Saved entries —
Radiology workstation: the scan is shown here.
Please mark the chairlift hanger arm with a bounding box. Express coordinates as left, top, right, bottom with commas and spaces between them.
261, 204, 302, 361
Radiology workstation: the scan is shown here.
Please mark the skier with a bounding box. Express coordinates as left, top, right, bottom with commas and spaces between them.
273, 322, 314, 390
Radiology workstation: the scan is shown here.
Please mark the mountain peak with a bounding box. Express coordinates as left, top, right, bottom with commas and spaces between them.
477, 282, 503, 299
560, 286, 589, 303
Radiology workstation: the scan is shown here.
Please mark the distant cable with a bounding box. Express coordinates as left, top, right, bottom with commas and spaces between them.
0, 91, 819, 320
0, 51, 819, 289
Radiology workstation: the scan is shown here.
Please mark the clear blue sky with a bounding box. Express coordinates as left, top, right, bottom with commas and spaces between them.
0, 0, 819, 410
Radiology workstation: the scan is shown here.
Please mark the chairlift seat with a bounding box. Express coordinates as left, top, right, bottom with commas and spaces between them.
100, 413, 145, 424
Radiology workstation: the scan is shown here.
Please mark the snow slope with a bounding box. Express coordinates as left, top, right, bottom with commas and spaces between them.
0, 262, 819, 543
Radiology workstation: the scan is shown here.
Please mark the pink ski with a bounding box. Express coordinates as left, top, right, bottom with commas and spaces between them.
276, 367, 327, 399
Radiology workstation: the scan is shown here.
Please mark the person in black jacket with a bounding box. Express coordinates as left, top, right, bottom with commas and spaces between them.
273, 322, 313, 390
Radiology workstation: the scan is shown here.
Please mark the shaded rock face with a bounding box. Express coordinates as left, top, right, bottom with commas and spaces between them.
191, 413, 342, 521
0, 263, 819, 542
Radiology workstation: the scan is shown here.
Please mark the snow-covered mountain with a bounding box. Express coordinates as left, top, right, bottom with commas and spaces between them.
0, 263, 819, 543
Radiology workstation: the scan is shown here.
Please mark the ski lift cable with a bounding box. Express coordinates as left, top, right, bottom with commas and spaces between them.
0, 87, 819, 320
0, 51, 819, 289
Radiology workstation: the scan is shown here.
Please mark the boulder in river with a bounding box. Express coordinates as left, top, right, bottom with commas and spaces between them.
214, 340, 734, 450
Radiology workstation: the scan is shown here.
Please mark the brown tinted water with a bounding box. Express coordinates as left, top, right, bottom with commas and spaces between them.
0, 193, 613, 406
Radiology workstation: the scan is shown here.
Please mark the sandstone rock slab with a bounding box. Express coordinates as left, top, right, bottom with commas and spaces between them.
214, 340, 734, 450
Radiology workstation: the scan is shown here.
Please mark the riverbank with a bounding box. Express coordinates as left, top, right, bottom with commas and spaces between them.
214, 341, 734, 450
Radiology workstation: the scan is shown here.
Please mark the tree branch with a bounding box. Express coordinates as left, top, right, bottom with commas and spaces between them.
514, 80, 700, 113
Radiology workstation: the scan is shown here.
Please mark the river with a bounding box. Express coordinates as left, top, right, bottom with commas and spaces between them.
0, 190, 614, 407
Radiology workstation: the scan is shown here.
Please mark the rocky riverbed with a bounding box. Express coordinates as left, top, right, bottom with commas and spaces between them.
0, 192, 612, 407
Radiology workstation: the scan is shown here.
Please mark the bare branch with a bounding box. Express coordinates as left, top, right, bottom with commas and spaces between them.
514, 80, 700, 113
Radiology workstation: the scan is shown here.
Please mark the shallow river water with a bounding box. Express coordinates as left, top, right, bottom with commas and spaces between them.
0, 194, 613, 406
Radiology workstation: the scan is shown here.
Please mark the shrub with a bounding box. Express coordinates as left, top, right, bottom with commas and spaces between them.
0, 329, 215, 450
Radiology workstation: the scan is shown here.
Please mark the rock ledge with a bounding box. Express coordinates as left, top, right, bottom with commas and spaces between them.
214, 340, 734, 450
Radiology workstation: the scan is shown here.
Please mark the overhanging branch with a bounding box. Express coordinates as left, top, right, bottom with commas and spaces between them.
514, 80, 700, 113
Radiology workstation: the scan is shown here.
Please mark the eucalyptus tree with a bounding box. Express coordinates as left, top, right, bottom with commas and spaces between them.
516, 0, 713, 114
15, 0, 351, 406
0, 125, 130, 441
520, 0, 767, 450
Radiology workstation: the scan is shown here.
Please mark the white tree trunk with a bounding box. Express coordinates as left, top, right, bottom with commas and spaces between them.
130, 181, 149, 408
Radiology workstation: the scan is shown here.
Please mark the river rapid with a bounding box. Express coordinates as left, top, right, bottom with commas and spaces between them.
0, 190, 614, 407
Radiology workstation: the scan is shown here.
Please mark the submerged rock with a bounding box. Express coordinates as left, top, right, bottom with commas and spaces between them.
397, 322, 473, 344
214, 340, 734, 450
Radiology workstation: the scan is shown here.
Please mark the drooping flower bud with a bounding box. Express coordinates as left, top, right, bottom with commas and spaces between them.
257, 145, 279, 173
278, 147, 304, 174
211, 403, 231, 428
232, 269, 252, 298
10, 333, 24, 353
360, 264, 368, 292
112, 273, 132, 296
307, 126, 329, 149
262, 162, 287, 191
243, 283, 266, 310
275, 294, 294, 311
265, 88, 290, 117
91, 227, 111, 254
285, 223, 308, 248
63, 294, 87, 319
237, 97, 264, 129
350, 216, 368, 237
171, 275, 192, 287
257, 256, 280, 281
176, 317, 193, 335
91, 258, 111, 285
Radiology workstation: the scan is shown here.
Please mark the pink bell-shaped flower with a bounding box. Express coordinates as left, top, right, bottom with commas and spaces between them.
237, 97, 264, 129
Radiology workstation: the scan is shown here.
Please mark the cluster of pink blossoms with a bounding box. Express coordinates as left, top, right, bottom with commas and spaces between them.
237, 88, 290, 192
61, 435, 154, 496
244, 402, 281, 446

Goal of the exercise —
Output the entries exactly.

Exercise solution —
Radiology workstation: the scan is shown here.
Please mark the chairlift hanger arm with a bounding box. Express coordinates as left, top, right, bottom with commas and spaces between them.
261, 204, 302, 361
Radiology workstation: the scan is shown here.
Please mark the skier with a bounding box. Express coordinates as left, top, right, bottom with commas and spaces between them.
273, 322, 314, 390
Radiology workstation: the scan is shown here.
Please mark the mountain peak with a bounding box. Express coordinates as left, top, right, bottom with commas and spaces between them.
477, 282, 503, 299
560, 286, 589, 303
Radiology workstation: the scan is shown here.
Please mark the distant cable with a bounding box. Express coordinates as left, top, right, bottom with commas and spaces between them.
0, 91, 819, 320
0, 51, 819, 289
Radiology workstation: the scan is shown here.
Please mark the clear blue sky with a bounding box. Express coordinates as left, top, right, bottom with commas and spaces between them.
0, 0, 819, 410
Radiology workstation: the scan is shown here.
Please mark the chairlift seat with a bounding box. Express coordinates as left, top, right, bottom with commas and spaces between them.
100, 413, 145, 424
Radiology workstation: the scan is shown here.
Please mark the snow slope with a bounding box. Express coordinates as left, top, right, bottom with commas and spaces between them.
0, 262, 819, 543
Radiology workstation: the scan is shown here.
Please mark the pink ski with a bounding box. Express coordinates as left, top, right, bottom with commas and spaces between them.
276, 367, 327, 399
Radiology workstation: the scan is shown here.
Please mark the person in black jacket with a bounding box. Express coordinates as left, top, right, bottom with commas and spaces between them.
273, 322, 313, 390
Radiology workstation: the scan is shown here.
Please mark the shaded rock face with a bounding box. Express coordinates as left, top, right, bottom with commas and spaces between them.
191, 413, 342, 521
0, 263, 819, 542
Radiology workstation: the scan is shown here.
Please mark the snow-covered mountain with a bounding box. Express coordinates as left, top, right, bottom with commas and spaces between them.
0, 263, 819, 543
Radiology workstation: the scan is shown here.
Please mark the ski lift cable with a bounding box. Express coordinates as left, top, right, bottom with commas and spaces between them.
0, 87, 819, 320
0, 51, 819, 289
Radiology workstation: the scan is shown here.
Please mark the boulder in river with a bounding box. Express coordinates as left, top, right, bottom with commas and spaces between them.
214, 340, 734, 450
Radiology workstation: the scan is shown here.
Please mark the brown tinted water with a bounding box. Express coordinates as left, top, right, bottom with commas and spaces between them.
0, 193, 613, 406
Radiology workstation: the scan is shown here.
Please mark the sandstone rock slab with a bounding box. Express coordinates as left, top, right, bottom with commas and spaces between them.
214, 340, 734, 450
Radiology workstation: the scan is shown here.
Please mark the riverbank with a bounding box. Express coordinates as left, top, right, bottom with commas and spaces between them.
214, 341, 734, 450
Radiology workstation: the scan is shown here.
Please mark the tree branch with a bounding box. Express coordinates as left, top, right, bottom with commas and spaces between them.
514, 80, 700, 113
Radiology workstation: the scan is shown here.
Please mark the river with a bounding box. Express coordinates as left, top, right, bottom with commas and spaces between them.
0, 190, 614, 407
Radiology workstation: the scan is shown here.
Please mark the rocky riverbed with a bounding box. Express coordinates as left, top, right, bottom with commas and spaces between them.
0, 192, 612, 407
Radiology workstation: the scan is shown here.
Please mark the bare branch with a bounding box. Express coordinates as left, top, right, bottom with commas and spaces between them.
514, 80, 700, 113
Radiology workstation: the scan is shown here.
Please mark the shallow river water with a bounding box. Express coordinates as left, top, right, bottom with commas and spaces between them.
0, 194, 613, 406
Radiology workstation: the scan is shown here.
Please mark the shrub with a bounding box. Express coordinates as left, top, right, bottom with commas and spaces between them.
0, 329, 215, 450
Radiology workstation: the scan is shown here.
Please mark the rock ledge with a bounding box. Express coordinates as left, top, right, bottom with commas and spaces between them.
214, 340, 734, 450
Radiology workstation: the scan is shown here.
Please mark the overhanging branch with a bounding box. Express coordinates as left, top, right, bottom with commas and spaces between them.
514, 80, 700, 113
Radiology workstation: the scan is shown here.
Please mark the eucalyptus tree with a bounding box. Express coordinates as left, top, right, bottom with commas and spaces between them.
516, 0, 713, 114
15, 0, 351, 406
0, 125, 130, 441
520, 0, 767, 450
Radiology workstation: the scan is shown here.
Please mark the white tree trunk with a bounding box. Express coordinates as left, top, right, bottom with commas and spaces between them.
130, 181, 149, 408
Radiology workstation: the scan is shown here.
Please mark the river rapid with a bounding box. Express coordinates as left, top, right, bottom with commas and spaces between them.
0, 190, 614, 407
Radiology workstation: the scan is shown here.
Please mark the submerged rock with a bounding box. Express coordinates as left, top, right, bottom with commas and spaces between them.
397, 322, 473, 344
214, 340, 734, 450
Radiology workstation: the scan is shown here.
Please mark the drooping flower bud with a bounding box. Express coordinates as left, top, right, bottom with commas and spaces between them.
257, 145, 279, 173
278, 147, 304, 174
211, 403, 231, 428
232, 269, 252, 298
10, 333, 24, 353
360, 264, 368, 292
112, 273, 132, 296
307, 126, 329, 149
262, 162, 287, 191
243, 283, 266, 310
275, 294, 294, 311
265, 88, 290, 117
91, 227, 111, 254
285, 223, 308, 248
63, 294, 87, 319
237, 97, 264, 129
350, 216, 368, 237
171, 275, 192, 287
257, 256, 280, 281
176, 317, 193, 335
91, 258, 111, 285
Radiology workstation: the scan is shown here.
Please mark the pink bell-shaped flower with a bounding box. Express coordinates as left, top, right, bottom with commas and spaces between them.
237, 97, 264, 129
Radiology workstation: the scan is shown here.
Please mark the cluster of pink blossoms with a bounding box. Express coordinates as left, top, right, bottom with commas and spaces between them.
237, 88, 290, 192
61, 435, 154, 496
244, 402, 281, 446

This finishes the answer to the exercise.